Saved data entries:
########

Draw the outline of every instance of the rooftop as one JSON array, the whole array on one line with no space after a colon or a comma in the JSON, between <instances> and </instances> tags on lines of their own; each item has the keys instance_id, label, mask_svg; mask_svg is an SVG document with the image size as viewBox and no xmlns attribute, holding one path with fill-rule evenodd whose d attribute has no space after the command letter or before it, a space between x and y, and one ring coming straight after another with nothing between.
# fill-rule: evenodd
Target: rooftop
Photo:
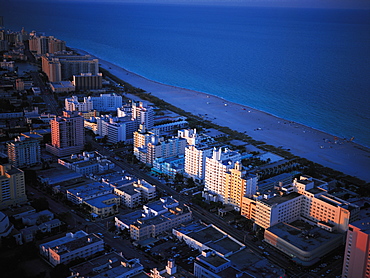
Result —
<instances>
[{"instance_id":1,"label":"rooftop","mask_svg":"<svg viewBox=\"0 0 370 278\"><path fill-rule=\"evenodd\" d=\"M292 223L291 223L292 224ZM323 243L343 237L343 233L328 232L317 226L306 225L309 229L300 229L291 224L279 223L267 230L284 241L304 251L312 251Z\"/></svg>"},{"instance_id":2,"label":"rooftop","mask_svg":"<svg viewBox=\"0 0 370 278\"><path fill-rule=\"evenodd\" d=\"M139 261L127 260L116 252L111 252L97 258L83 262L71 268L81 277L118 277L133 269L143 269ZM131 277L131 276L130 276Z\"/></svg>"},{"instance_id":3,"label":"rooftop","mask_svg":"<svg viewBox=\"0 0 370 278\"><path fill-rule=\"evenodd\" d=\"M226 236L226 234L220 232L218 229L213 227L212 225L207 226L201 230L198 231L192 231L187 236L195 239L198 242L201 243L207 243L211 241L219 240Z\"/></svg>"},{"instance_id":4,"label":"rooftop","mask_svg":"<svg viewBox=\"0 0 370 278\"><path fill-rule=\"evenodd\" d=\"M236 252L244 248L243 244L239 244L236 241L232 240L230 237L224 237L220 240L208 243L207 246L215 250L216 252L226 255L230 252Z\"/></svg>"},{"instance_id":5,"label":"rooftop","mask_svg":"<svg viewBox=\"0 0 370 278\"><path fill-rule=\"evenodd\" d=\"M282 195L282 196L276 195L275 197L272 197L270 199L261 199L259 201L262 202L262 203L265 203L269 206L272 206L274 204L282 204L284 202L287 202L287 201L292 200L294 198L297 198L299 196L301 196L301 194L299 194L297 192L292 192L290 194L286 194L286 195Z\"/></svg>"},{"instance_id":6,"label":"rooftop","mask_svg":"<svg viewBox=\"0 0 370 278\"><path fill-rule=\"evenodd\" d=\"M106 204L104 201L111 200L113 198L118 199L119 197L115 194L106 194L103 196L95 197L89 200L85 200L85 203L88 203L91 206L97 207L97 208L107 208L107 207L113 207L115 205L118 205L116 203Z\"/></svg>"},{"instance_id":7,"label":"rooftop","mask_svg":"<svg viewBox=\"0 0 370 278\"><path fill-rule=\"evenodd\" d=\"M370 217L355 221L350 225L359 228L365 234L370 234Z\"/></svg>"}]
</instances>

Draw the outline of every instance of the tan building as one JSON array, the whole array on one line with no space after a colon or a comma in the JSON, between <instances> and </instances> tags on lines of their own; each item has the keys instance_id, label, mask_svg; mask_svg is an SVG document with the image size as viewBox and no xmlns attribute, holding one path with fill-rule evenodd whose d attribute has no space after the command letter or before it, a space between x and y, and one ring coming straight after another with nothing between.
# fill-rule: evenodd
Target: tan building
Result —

########

## WORK TASK
Scan the records for lines that hold "colon", and reproduce each one you find.

## SOLUTION
Draw the outline of every instance of the rooftop as one JSON array, the whole array on one line with no space after a colon or a comma in the JSON, between <instances> and </instances> tags on lines of their own; each item has the keys instance_id, label, mask_svg; mask_svg is an SVG document with the image size as viewBox and no xmlns attribute, holding one path with fill-rule evenodd whose d attribute has no space after the command letter or before it, a space between x and y, and one ring coming straight after another with nothing between.
Draw the outline of every instance of the tan building as one JSON array, the whole array on one line with no space after a colon or a comma in the JSON, between <instances> and </instances> tags on lines of their own; each item has the keys instance_id, label, mask_svg; mask_svg is an SVG document with the image size as viewBox and no xmlns attribute, holding one path with fill-rule evenodd whose d attribute has no space after the command letter or before it, a space between x and y, and one ring coming straight after another with nothing between.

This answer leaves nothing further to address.